» Kaynak:
___
Hüccetül İslam Dr. Muhammed Hadi Mufettih
Hazreti İbrahim (a.s)’ın Kıssası 4
Hamd Alemlerin Yüce Rabbi olan Allah’a olsun. Bizi doğru yola hidayet eden odur. Eğer O’nun hidayeti olmasaydı doğru yola gelmiyecektik. Ona iman ediyoruz. Ona güveniyoruz, Ona tevekkül ediyoruz. Ona ibadet ediyor ve Ondan yardım ve medet talebinde bulunuyoruz. Salat ve selam ise kalblerimizin mahbubu, nefislerimizin munisi,günahlarımızın şefaatçısı ve hastalıklarımızın tabibi sevgili Peygamberimiz Hatemul Enbiya, Rahmetenlilalemin Hz.Muhammed Mustafa ile risaletinin ve ilminin varisi ve sünnetinin muhafızı olan mutahhar Ehl-i Beyti ile mucadele ve dava arakadaşlarından seçkin Ashabının üzerine olsun. Allah’ın rahmeti ve bereketi ise tüm müslümanların ve bilhassa burada hazır bulunan muhterem bacılar ve değerli kardeşlerin üzerine olsun.
HAZRETİ İBRAHİMİN AŞKA VE AKLA DAYANAN İLAHİ MARİFETİ
ألطُّرُقُ إلیَ اللّهِ سُبحَانَهُ فَهُوَ بِعَدَدِ أنفُسِ الخَلَائِقِ
Allaha giden yollar insanların nefesleri kadardır.
Hiadayet yolları, insanlara göre farklıdır. Meşhur bir rivayete göre; insanların nefesleri kadardır. Buradaki farklı yollardan maksat, insanların fıtrat ve yapısına uygun yollardır. Yani kimi akla öncelik vermkte, kimi aşka ve sevgiye ve kimi de batıni ( iç ) aydınlanmaya eğilimlidir.
İbrahim akıl ve aşk ile Rabbini tanıyan ve irtibat Kur’an bir peygamberdir. Kur’anı Kerim Hazreti İbrahimin putlara tapınma konusunda Azerle tartışıp Onu putlara tapınmaktan ve ibadet etmekten vazgeçirmeye çabaladıktan sonra. Allah Ona melekutun yani maddi alemin ötesindeki sırları öğretti. Yer ve göklerin işleyişi üzerinden perdeyi kaldırıp, metafiziği Ona gösterdi. En’am suresi 75. Ayeti kerimede konuyla ilgili olarak Yüce Allah şöyle buyurmaktadır:
وَكَذٰلِكَ نُرٖٓي اِبْرٰهٖيمَ مَلَكُوتَ السَّمٰوَاتِ وَالْاَرْضِ وَلِيَكُونَ مِنَ الْمُوقِنٖينَ
“Böylece biz İbrâhim’e göklerin ve yerin melekûtunu görüp kavrama imkânı veriyorduk ki kesin inananlardan olsun.”
___
» Kullanılacak kayıtlar:
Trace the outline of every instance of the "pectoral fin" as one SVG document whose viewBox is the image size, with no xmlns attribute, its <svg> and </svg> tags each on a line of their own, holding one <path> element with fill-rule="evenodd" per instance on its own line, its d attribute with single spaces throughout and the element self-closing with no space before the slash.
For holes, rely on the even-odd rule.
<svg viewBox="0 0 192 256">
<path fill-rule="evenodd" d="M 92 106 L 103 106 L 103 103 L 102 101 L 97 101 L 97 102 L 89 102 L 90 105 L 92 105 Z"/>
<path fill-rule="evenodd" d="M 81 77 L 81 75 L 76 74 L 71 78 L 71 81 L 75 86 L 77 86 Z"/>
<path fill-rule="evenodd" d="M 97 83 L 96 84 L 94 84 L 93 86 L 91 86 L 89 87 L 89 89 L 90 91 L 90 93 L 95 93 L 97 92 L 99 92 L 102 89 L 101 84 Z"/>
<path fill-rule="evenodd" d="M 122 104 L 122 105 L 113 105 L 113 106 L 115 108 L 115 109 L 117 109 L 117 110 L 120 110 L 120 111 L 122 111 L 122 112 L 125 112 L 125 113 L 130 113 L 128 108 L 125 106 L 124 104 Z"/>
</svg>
___
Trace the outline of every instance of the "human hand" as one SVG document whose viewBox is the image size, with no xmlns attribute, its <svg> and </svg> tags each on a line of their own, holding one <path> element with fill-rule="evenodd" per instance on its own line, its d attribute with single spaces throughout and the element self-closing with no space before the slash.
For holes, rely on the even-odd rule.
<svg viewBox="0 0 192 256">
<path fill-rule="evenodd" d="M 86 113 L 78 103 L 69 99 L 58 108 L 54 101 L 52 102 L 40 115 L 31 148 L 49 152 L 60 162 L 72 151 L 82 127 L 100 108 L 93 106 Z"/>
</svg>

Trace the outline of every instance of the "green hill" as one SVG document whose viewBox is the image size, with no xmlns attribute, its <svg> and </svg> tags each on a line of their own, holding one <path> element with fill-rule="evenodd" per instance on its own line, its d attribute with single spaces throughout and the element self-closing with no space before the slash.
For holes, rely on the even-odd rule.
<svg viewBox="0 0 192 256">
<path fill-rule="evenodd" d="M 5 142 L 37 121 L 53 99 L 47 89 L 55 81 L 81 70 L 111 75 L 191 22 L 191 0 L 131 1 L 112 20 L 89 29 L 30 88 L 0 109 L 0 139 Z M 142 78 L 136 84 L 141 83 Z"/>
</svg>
___
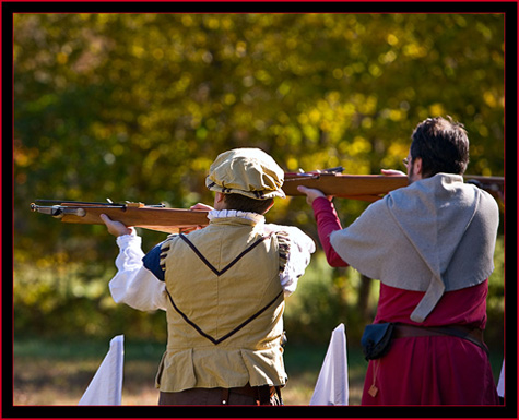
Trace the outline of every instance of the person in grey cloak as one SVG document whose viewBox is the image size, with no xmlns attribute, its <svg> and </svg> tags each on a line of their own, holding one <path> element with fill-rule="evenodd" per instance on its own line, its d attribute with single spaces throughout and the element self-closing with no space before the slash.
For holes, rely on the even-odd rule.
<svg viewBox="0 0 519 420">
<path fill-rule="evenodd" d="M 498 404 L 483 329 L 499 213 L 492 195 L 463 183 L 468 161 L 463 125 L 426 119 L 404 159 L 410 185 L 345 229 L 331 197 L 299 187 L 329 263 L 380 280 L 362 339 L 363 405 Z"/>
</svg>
___
» Alıştırma yönergeleri:
**1)** Aşağıdaki ifadelerin Hazreti İbrahim kıssasını anlatan kaynakla uyuşup uyuşmadığını belirtin. Her biri için evet ya da hayır deyin ve kararı belirleyen sözleri kaynaktan aynen alıntılayın.
(a) Hidayet yolları insanlara göre farklılık gösterir.
(b) Kaynağa göre bütün insanlar akla öncelik verir.
(c) Konuyla ilgili ayet, En'am suresinin 75. ayetidir.
**2)** Kayıtlarda "Trace the outline of every instance of the person" ifadesini içeren satırdan "498 404 L 483" ifadesini içeren satıra kadar olan satırların hepsinde "grey cloak" ifadesini "blue cloak" olarak değiştirin. Bu satırları başka hiçbir şeye dokunmadan yeniden yazın.

» Cevaplar:
**1)**
(a) Evet: "Hiadayet yolları, insanlara göre farklıdır."
(b) Hayır: "Yani kimi akla öncelik vermkte, kimi aşka ve sevgiye ve kimi de batıni ( iç ) aydınlanmaya eğilimlidir."
(c) Evet: "En’am suresi 75. Ayeti kerimede konuyla ilgili olarak Yüce Allah şöyle buyurmaktadır:"

**2)**
Trace the outline of every instance of the person in blue cloak as one SVG document whose viewBox is the image size, with no xmlns attribute, its <svg> and </svg> tags each on a line of their own, holding one <path> element with fill-rule="evenodd" per instance on its own line, its d attribute with single spaces throughout and the element self-closing with no space before the slash.
For holes, rely on the even-odd rule.
<svg viewBox="0 0 519 420">
<path fill-rule="evenodd" d="M 498 404 L 483 329 L 499 213 L 492 195 L 463 183 L 468 161 L 463 125 L 426 119 L 404 159 L 410 185 L 345 229 L 331 197 L 299 187 L 329 263 L 380 280 L 362 339 L 363 405 Z"/>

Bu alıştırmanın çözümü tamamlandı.